----- 検討用本文 -----

もちろん、防音工事をすることによって出来上がる防音室の性能については、新築であろうがリフォームであろうが、お客様が抱える音の悩みを解消することができるとは思います。ただ、新築の場合は、家の間取りを設計する段階から検討することができるため、日常生活の導線なども考慮して、最も利便性が高く、効率的に防音性を発揮させることができます。注意が必要なのは、防音工事を新築時に行うメリットは、あくまでも注文住宅で家を建てるのならという条件が付きます。というのも、建売住宅の場合、既に出来上がった家を拝見して、気に入ったものを購入するという手法ですので、この場合はリフォームで防音工事するのと何ら変わりがありません。なお、リフォームによる防音工事に関しては、建築基準法などの関係から、お客様が希望する防音性能をどうしても出せない場合がある点も、新築の方がオススメな理由です。
疑問② 防音室をリフォームで作る場合、生活はどうなるのですか?
既存住宅の一室を防音室にリフォームする工事を検討している場合、「工事中、日常生活に支障はないのかな?」という疑問を感じてしまう方も多いです。防音室を作るまでのリフォーム工事となると、工事にかかる期間は、2~4週間程度となりますので、その間、自宅で生活ができるのか…と不安に感じるのも当然のことだと思います。

-----

設問 -
a - 防音工事の本文によると、既存住宅の一室を防音室にリフォームする場合、工事にかかる期間はどのくらいですか?
b - 防音工事の本文を、最後の文の後から続けて書いてください。
以下の行は本文とは別の資料です。

----- 抽出データ -----

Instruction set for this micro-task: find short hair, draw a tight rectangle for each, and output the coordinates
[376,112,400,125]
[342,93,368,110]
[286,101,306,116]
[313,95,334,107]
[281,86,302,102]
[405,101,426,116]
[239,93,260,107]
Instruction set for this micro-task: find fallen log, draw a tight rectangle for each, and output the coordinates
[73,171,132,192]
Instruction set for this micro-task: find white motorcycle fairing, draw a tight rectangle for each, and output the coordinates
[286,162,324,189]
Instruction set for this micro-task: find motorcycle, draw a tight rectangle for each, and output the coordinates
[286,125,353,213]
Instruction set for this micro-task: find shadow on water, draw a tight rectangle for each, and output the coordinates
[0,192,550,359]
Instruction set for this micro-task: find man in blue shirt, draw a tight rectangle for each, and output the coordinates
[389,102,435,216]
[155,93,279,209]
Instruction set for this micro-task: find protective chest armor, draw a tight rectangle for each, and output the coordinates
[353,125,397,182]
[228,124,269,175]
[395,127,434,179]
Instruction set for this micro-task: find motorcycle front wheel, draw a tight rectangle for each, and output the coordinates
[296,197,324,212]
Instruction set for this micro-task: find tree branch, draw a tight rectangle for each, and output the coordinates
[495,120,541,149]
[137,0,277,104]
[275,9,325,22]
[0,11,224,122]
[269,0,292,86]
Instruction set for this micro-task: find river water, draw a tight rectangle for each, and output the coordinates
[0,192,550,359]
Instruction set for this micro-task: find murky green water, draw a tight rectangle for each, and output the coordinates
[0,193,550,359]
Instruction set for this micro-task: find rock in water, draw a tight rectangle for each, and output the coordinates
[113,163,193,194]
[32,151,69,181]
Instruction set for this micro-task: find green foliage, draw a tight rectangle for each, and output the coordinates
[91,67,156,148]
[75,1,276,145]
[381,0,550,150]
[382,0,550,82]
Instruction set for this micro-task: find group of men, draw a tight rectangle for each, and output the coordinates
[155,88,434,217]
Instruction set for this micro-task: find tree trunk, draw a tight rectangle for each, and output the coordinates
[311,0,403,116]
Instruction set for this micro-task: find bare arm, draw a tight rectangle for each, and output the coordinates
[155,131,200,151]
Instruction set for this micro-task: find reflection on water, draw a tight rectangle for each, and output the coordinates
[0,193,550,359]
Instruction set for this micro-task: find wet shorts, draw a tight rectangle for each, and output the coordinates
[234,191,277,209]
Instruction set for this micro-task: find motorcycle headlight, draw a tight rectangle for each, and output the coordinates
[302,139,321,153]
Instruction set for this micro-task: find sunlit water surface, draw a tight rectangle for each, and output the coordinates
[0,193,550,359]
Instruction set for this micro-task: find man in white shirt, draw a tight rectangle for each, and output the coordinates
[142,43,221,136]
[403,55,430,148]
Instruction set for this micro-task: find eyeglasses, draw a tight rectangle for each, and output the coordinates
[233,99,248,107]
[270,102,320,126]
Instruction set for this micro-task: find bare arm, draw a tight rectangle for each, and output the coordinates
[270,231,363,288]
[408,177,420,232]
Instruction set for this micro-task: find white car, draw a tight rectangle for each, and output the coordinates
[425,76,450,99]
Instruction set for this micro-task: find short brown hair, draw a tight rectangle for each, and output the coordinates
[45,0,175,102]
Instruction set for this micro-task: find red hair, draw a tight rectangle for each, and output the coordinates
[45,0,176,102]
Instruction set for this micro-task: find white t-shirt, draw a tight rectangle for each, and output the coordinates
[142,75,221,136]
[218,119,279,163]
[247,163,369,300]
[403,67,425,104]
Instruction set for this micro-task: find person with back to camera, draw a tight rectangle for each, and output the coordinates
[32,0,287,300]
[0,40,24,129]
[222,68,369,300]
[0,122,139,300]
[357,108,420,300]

-----

解答一覧 -
a - 2~4週間程度です。

b -
これに関しては、リフォーム工事期間中は、作業員が家の中に入り作業をするわけですので、「工事中も日常生活に一切の支障はない!」と決して言えなうのが実情です。例えば、防音工事は、既存の壁を一度解体し、壁内に防音材をふんだんに設置することで、壁の防音性を高める、既存のドアを防音ドアに交換するなど、通常の住宅リフォーム以上にたくさんの建材を使用します。そのため、工事期間中は、工事を施す部屋はもちろん、廊下や玄関わきなどに材料を置かせていただくことになりますので、確実に日常生活で不便に感じるケースがあると思います。さらに、工事工程によっては、大きな音が生じる場合もありますので、お客様にはいろいろなご協力をしていただくことになります。
ただし、工事期間中は「ビジネスホテルなどに避難しておく!」と言った対応をする必要はありません。防音工事は、リフォームを施す部屋以外には基本的に立ち入りませんし、工事を行う時間帯もお客様とご相談の上で行います。したがって、日常生活を普通に進めていただく横で、我々が工事を行っているといった感じと考えてください。
疑問③ 防音室の効果のほどは?
防音工事は、一般の住宅リフォームと比較すると、高額なリフォーム工事となることから、「コストをかけるだけの効果が本当にあるのか?」「自分の悩みを解消するにはいくらぐらいかかるのか?」と言った部分に疑問を感じる方が多いです。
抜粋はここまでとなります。